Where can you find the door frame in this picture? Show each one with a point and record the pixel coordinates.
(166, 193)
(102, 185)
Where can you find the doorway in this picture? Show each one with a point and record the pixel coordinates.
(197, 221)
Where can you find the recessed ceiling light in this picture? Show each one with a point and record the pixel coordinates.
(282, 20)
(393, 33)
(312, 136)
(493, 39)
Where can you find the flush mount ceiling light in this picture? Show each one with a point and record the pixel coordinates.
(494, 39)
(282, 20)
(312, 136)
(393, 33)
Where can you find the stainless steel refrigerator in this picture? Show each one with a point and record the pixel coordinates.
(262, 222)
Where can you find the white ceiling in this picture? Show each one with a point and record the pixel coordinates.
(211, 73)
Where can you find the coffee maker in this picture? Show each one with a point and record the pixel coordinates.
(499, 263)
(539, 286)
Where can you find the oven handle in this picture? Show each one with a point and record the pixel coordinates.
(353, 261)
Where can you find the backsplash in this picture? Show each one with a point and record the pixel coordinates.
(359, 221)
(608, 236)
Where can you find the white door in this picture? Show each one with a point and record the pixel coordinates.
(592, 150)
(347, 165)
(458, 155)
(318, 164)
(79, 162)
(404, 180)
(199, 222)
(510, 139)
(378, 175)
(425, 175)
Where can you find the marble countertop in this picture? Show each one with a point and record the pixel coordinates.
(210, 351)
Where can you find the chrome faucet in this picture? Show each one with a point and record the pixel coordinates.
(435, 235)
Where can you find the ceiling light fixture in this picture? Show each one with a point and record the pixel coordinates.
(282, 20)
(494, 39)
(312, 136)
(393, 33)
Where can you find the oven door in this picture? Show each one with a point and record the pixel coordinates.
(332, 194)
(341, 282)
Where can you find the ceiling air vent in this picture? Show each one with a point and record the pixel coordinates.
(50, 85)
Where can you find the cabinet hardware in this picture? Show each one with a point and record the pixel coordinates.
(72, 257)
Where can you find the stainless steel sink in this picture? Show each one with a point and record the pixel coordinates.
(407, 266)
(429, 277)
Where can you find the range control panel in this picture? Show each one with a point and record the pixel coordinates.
══════
**TASK DESCRIPTION**. Copy all of the records above word for word, line by line, with nothing changed.

**SOLVED PROBLEM**.
Where can you find the door frame in this picture? Show each one with a point and record the pixel coordinates.
(166, 193)
(102, 185)
Where can you find the doorway in this picture? Show each one with a point and record the pixel coordinates.
(197, 221)
Where can you find the recessed ceiling light in this picture? Show each one with a point and record the pixel coordinates.
(282, 20)
(393, 33)
(312, 136)
(493, 39)
Where can you find the flush mount ceiling light in this picture? Show each one with a point and record the pixel coordinates.
(494, 39)
(282, 20)
(312, 136)
(393, 33)
Where can you find the stainless steel refrigerator in this picture? Show each one with a point and record the pixel coordinates.
(262, 222)
Where can you find the white ceiling in this picture? Show each one with a point and record the pixel coordinates.
(211, 73)
Where can you find the coffee maker in this picture? Show each one with a point and record the pixel coordinates.
(499, 263)
(539, 286)
Where can you find the oven handle in this picture? Show each one with a point and record the pixel coordinates.
(353, 261)
Where can you find the backsplash in this picture? Show each one with a point and record the pixel coordinates.
(359, 221)
(608, 236)
Where can you find the white door in this picture? Show each one with a point and record the pixel coordinates.
(592, 150)
(347, 165)
(458, 155)
(318, 164)
(79, 162)
(404, 180)
(199, 222)
(510, 139)
(378, 175)
(425, 175)
Where can you find the marble countertop in this picture? Show each one with a point and record the pixel coordinates.
(210, 351)
Where can you find the chrome faucet in this picture? Show each one with a point and record the pixel coordinates.
(435, 235)
Where can you find the ceiling light fixture in this picture? Show each one with a point and record the pixel coordinates.
(282, 20)
(494, 39)
(312, 136)
(393, 33)
Where can you find the oven door in this picture? Show each one with a point and record the pixel coordinates.
(332, 194)
(341, 282)
Where can you find the ceiling air vent in this picture? Show each one with a point and record the pixel coordinates.
(50, 85)
Where can you find the cabinet hardware in this picture? Show each one with a point and record the pixel coordinates.
(72, 257)
Where can you find the stainless steel sink in this picture? Show each one with a point and record the pixel coordinates.
(407, 266)
(429, 277)
Where can you find the range control panel in this picture? Show each one with a point and record the pixel coordinates.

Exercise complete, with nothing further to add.